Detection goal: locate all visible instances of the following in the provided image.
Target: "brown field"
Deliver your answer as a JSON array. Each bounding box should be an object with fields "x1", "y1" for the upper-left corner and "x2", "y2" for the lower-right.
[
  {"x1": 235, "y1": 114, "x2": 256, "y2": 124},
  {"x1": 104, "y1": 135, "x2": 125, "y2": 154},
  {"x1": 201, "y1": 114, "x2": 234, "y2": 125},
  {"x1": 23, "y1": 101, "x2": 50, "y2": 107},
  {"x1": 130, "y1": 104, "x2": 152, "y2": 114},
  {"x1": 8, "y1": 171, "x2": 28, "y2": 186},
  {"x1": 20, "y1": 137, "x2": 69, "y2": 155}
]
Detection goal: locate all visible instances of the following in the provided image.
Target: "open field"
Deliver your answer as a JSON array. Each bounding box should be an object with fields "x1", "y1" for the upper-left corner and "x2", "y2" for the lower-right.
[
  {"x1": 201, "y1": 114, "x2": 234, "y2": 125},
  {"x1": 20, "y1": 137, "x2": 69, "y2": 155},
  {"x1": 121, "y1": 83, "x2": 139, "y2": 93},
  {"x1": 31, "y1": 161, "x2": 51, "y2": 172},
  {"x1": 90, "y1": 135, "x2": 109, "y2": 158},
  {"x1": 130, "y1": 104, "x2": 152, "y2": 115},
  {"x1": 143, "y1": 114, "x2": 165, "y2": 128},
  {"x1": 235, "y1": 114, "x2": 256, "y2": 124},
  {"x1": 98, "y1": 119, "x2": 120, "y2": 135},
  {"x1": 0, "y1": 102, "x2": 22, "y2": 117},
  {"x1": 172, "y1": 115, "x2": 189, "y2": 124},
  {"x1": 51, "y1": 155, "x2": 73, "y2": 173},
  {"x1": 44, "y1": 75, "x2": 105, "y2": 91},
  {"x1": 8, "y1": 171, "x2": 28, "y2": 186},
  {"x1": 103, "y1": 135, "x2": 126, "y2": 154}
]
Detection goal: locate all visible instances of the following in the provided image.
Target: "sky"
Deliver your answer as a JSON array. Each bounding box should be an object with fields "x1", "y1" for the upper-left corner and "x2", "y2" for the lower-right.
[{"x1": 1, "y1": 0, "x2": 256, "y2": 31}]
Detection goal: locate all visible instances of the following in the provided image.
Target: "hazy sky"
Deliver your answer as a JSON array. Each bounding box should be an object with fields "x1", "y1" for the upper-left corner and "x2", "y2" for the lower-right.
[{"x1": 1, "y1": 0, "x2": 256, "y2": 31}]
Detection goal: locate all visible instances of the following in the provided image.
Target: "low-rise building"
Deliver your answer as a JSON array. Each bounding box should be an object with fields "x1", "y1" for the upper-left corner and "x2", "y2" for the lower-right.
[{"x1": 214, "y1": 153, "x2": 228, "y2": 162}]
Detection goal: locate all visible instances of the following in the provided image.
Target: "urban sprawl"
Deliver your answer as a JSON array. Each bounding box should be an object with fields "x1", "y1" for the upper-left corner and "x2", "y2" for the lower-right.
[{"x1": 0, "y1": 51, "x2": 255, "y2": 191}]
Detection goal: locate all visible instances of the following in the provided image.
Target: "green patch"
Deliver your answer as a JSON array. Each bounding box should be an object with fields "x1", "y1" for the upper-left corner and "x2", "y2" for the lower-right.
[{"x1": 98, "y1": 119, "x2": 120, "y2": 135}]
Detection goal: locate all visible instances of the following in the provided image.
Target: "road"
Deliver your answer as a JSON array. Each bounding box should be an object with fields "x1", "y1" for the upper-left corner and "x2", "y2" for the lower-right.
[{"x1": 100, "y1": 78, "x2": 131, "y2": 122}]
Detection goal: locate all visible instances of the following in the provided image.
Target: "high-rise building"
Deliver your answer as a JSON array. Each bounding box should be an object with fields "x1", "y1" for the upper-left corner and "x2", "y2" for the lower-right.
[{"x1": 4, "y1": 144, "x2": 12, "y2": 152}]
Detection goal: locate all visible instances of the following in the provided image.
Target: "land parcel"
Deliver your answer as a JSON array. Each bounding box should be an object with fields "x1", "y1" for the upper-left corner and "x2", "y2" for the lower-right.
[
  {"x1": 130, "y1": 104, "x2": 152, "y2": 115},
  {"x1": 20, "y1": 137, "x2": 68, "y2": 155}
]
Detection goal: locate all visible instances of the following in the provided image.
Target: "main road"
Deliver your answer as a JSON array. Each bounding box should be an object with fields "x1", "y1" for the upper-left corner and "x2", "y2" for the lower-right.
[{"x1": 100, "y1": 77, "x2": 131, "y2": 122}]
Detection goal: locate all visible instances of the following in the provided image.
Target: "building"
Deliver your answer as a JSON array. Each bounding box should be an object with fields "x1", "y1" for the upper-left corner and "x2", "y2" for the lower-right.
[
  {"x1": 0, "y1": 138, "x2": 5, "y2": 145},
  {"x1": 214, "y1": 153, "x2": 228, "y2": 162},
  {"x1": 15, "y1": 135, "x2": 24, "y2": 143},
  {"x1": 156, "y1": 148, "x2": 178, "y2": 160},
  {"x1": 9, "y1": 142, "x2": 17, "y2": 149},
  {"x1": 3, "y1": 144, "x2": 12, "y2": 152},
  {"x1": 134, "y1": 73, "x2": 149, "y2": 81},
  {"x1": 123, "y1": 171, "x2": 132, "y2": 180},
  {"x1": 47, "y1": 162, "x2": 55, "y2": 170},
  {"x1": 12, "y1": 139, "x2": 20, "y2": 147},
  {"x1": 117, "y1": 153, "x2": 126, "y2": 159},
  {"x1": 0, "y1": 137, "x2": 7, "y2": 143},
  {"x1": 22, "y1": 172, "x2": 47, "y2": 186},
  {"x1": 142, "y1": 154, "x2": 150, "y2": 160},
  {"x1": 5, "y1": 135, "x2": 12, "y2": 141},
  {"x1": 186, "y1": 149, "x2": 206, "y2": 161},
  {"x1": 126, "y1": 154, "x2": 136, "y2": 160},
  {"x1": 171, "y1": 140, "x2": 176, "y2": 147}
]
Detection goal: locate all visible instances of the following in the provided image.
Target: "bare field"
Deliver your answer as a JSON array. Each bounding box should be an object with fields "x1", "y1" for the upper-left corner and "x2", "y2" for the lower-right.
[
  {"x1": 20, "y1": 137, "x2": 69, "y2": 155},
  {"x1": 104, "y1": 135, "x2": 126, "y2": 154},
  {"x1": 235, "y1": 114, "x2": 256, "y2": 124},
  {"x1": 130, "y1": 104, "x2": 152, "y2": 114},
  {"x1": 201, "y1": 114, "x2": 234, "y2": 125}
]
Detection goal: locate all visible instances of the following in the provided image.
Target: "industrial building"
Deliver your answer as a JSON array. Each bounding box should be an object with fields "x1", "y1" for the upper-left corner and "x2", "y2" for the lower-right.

--

Each entry above must be set down again without alteration.

Detection goal: locate all visible instances of the following in the provided image.
Target: "brown field"
Deliver your answer as a JSON array. Each bounding box should be an object with fields "x1", "y1" for the upper-left corner and "x2", "y2" for the lower-right.
[
  {"x1": 235, "y1": 114, "x2": 256, "y2": 124},
  {"x1": 104, "y1": 135, "x2": 125, "y2": 154},
  {"x1": 201, "y1": 114, "x2": 234, "y2": 125},
  {"x1": 23, "y1": 101, "x2": 50, "y2": 107},
  {"x1": 130, "y1": 104, "x2": 152, "y2": 114},
  {"x1": 8, "y1": 171, "x2": 28, "y2": 186},
  {"x1": 20, "y1": 137, "x2": 69, "y2": 155}
]
Detection goal: locate all visible instances of the following in the provided image.
Target: "open field"
Deliver your answer as a JSON array. Each bounding box should be an object with fields "x1", "y1" for the upper-left corner and "x2", "y2" for the lower-right.
[
  {"x1": 201, "y1": 114, "x2": 234, "y2": 125},
  {"x1": 20, "y1": 137, "x2": 69, "y2": 155},
  {"x1": 121, "y1": 83, "x2": 139, "y2": 93},
  {"x1": 31, "y1": 161, "x2": 51, "y2": 172},
  {"x1": 90, "y1": 135, "x2": 109, "y2": 158},
  {"x1": 130, "y1": 104, "x2": 152, "y2": 115},
  {"x1": 143, "y1": 114, "x2": 165, "y2": 128},
  {"x1": 235, "y1": 114, "x2": 256, "y2": 124},
  {"x1": 98, "y1": 119, "x2": 120, "y2": 135},
  {"x1": 0, "y1": 102, "x2": 22, "y2": 117},
  {"x1": 172, "y1": 115, "x2": 189, "y2": 124},
  {"x1": 51, "y1": 155, "x2": 73, "y2": 173},
  {"x1": 44, "y1": 75, "x2": 105, "y2": 91},
  {"x1": 8, "y1": 171, "x2": 28, "y2": 186},
  {"x1": 103, "y1": 135, "x2": 126, "y2": 154}
]
Detection goal: locate all visible instances of the following in the provided image.
Target: "sky"
Deliver your answer as a JSON array. Each bounding box should be an object with fields "x1", "y1" for the upper-left corner and "x2", "y2" for the lower-right.
[{"x1": 1, "y1": 0, "x2": 256, "y2": 31}]
Detection goal: locate all visible instances of the following in the provided image.
Target: "hazy sky"
Deliver your answer as a JSON array. Each bounding box should be an object with fields "x1", "y1" for the upper-left corner and "x2", "y2" for the lower-right.
[{"x1": 1, "y1": 0, "x2": 256, "y2": 31}]
Detection goal: locate all visible instances of the following in the provided image.
Target: "low-rise building"
Deliver your answer as a JSON array. Each bounding box should be an object with fields "x1", "y1" for the upper-left corner and "x2", "y2" for the lower-right.
[{"x1": 214, "y1": 153, "x2": 228, "y2": 162}]
Detection goal: locate all visible instances of the following in the provided image.
Target: "urban sprawl"
Deliver your answer as a JSON array. Each bounding box should be an object with fields "x1", "y1" for the upper-left corner and "x2", "y2" for the lower-right.
[{"x1": 0, "y1": 51, "x2": 255, "y2": 191}]
Detection goal: locate all visible instances of the following in the provided image.
Target: "green patch"
Deliver your answer as a JSON array. Each bounding box should be an object with fields "x1", "y1" for the upper-left corner and "x2", "y2" for the lower-right.
[{"x1": 98, "y1": 119, "x2": 120, "y2": 135}]
Detection goal: locate all visible instances of the following in the provided image.
Target: "road"
Deliver your answer as a JSON array. Each bounding box should be an object with fields "x1", "y1" for the upper-left corner and "x2", "y2" for the lower-right.
[{"x1": 100, "y1": 78, "x2": 131, "y2": 122}]
Detection goal: locate all visible instances of the following in the provided image.
Target: "high-rise building"
Deliver your answer as a JSON array. Each bounding box should be an object with fields "x1", "y1" for the upper-left corner and "x2", "y2" for the lower-right.
[{"x1": 4, "y1": 144, "x2": 12, "y2": 152}]
Detection goal: locate all visible instances of the following in the provided image.
Target: "land parcel"
Deliver your answer as a JSON array. Each bounding box should be an object with fields "x1", "y1" for the upper-left corner and "x2", "y2" for the lower-right.
[
  {"x1": 130, "y1": 104, "x2": 152, "y2": 115},
  {"x1": 20, "y1": 137, "x2": 68, "y2": 155}
]
Detection goal: locate all visible instances of the following in the provided image.
Target: "main road"
Deliver your answer as a JSON array. Each bounding box should be an object with fields "x1", "y1" for the upper-left corner and "x2", "y2" for the lower-right.
[{"x1": 100, "y1": 77, "x2": 131, "y2": 122}]
Detection goal: locate all visible instances of the following in the provided image.
Target: "building"
Deliver your answer as a JSON array. Each bounding box should be an object with fields "x1", "y1" for the upper-left corner and "x2", "y2" for the lower-right.
[
  {"x1": 0, "y1": 138, "x2": 5, "y2": 145},
  {"x1": 214, "y1": 153, "x2": 228, "y2": 162},
  {"x1": 15, "y1": 135, "x2": 24, "y2": 143},
  {"x1": 156, "y1": 148, "x2": 178, "y2": 160},
  {"x1": 9, "y1": 142, "x2": 17, "y2": 149},
  {"x1": 3, "y1": 144, "x2": 12, "y2": 152},
  {"x1": 134, "y1": 73, "x2": 149, "y2": 81},
  {"x1": 123, "y1": 171, "x2": 132, "y2": 180},
  {"x1": 47, "y1": 162, "x2": 55, "y2": 170},
  {"x1": 12, "y1": 139, "x2": 20, "y2": 147},
  {"x1": 117, "y1": 153, "x2": 126, "y2": 159},
  {"x1": 0, "y1": 137, "x2": 7, "y2": 143},
  {"x1": 22, "y1": 172, "x2": 47, "y2": 186},
  {"x1": 142, "y1": 154, "x2": 150, "y2": 160},
  {"x1": 5, "y1": 135, "x2": 12, "y2": 141},
  {"x1": 186, "y1": 149, "x2": 206, "y2": 161},
  {"x1": 126, "y1": 154, "x2": 136, "y2": 160},
  {"x1": 171, "y1": 140, "x2": 176, "y2": 147}
]
Detection goal: locate all visible instances of the following in the provided image.
Target: "bare field"
Deliver your answer as a JSON array. Each bounding box should be an object with fields "x1", "y1" for the upper-left corner and "x2", "y2" for the lower-right.
[
  {"x1": 20, "y1": 137, "x2": 69, "y2": 155},
  {"x1": 104, "y1": 135, "x2": 126, "y2": 154},
  {"x1": 235, "y1": 114, "x2": 256, "y2": 124},
  {"x1": 130, "y1": 104, "x2": 152, "y2": 114},
  {"x1": 201, "y1": 114, "x2": 234, "y2": 125}
]
Detection goal: locate all visible instances of the following in the provided image.
Target: "industrial building"
Deliver your answer as a JSON array. Each bounding box should be an object with fields "x1", "y1" for the upper-left corner and "x2", "y2" for the lower-right.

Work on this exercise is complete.